Selected passage start

Lixiang Wei
Lixiang Wei

Reputation: 69

How to remove adjectives or attributive before noun?

Currently I am using nltk to remove all the adjectives, this is my attempt:

def remove_adj(sentence):
  adjective_tags = ["JJ", "JJR", "JJS"]
  tokens = nltk.word_tokenize(sentence)
  tags = nltk.pos_tag(tokens)
  for i in range(len(tags)):
    word = [word for word,pos in tags if (pos not in adjective_tags)]
  return ' '.join(word)

But what I need is different from this one. Here are some examples:

input: "who has the highest revenue" output: "who has the revenue"

input: "who earned more than average income" output: "who earned more than income"

input: "what is the mean of profit" output: "what is the profit"

Can anyone give me some suggestions? Thanks all in advance.

Upvotes: 0

Views: 1461

Answers (1)

I think I understand what you are trying to achieve, but what problem are you having? I've run your code and it appears to work perfectly at removing adjectives.

A couple things are throwing me off though. For the below input/output, you can expect the word 'more' to be removed, as it is an adjective with token 'JJR'. Your post suggests that you were not expecting it to be removed.

input: "who earned more than average income" output: "who earned more than income"

Also, I'm not sure why you were expecting the word 'mean' to be removed in the below input/output, as it isn't an adjective.

Selected passage end

[Directions for this task] Please list every part-of-speech tag that the code in the adjective-removal post treats as an adjective. The material after this text is separate from it.

Provided records start

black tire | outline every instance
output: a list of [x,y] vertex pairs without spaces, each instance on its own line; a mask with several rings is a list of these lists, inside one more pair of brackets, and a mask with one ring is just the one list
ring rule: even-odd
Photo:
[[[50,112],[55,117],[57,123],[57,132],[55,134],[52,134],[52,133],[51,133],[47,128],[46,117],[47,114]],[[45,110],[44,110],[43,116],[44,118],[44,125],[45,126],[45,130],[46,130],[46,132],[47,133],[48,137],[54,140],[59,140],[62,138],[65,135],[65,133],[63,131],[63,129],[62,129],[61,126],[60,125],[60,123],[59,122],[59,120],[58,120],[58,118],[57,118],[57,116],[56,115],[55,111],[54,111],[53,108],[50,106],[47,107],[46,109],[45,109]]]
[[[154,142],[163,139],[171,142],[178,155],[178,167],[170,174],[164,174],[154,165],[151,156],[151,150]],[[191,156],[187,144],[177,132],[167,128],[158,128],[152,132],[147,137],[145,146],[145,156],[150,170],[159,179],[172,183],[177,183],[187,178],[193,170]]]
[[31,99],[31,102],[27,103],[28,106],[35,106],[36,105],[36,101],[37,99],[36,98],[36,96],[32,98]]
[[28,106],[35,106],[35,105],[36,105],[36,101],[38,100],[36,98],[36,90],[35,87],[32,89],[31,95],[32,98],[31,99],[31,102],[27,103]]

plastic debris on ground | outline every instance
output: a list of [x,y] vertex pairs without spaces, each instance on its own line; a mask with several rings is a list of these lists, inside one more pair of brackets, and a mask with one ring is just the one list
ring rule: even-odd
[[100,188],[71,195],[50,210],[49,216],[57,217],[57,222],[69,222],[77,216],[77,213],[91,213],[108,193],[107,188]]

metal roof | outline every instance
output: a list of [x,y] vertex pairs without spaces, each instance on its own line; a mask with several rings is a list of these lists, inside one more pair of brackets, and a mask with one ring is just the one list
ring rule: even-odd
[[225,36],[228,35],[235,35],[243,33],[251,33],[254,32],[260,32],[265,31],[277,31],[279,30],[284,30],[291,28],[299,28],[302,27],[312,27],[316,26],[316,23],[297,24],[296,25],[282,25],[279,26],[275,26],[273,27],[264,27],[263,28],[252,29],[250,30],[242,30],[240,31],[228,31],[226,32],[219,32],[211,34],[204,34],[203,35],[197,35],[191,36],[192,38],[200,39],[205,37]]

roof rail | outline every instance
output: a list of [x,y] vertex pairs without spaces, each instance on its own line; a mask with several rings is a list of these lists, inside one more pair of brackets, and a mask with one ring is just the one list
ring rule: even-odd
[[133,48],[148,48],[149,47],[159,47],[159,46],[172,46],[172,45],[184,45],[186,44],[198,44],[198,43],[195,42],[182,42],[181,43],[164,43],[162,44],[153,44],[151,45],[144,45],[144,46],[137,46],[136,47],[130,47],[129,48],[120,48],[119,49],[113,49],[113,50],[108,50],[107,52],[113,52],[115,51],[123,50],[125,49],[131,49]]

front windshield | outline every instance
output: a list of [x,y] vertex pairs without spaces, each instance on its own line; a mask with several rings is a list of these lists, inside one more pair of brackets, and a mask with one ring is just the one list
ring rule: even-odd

Provided records end

[Response to this task] JJ, JJR, JJS